[Dataset excerpt]
----------------

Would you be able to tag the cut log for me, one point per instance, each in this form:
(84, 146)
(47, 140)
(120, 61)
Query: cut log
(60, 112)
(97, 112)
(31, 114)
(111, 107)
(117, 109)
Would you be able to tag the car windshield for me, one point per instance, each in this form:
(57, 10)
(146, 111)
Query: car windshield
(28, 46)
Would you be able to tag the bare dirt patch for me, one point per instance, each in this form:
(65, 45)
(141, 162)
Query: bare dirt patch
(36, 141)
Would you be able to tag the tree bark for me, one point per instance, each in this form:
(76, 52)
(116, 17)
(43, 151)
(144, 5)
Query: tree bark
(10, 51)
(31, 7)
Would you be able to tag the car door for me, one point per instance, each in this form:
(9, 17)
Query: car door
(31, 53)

----------------

[PROBLEM TO WORK ON] Copy out every line of the data above without changing anything.

[RESULT]
Would you be able to tag the cut log for me, one point per instance, each in this form:
(84, 146)
(47, 140)
(120, 61)
Query: cut log
(60, 112)
(97, 112)
(31, 114)
(111, 107)
(117, 109)
Would you be able to tag the car windshield for me, one point per instance, each in this form:
(57, 10)
(146, 111)
Query: car windshield
(28, 46)
Would you be able to tag the bare dirt patch for me, one point per instance, each in this form:
(65, 45)
(141, 162)
Query: bare dirt patch
(36, 141)
Would you be able to tag the tree bark for me, one point per instance, each in this form:
(76, 52)
(116, 17)
(43, 151)
(144, 5)
Query: tree bark
(10, 51)
(31, 7)
Would you be able to tag the car door for me, one point per instance, each in this form:
(9, 17)
Query: car door
(31, 53)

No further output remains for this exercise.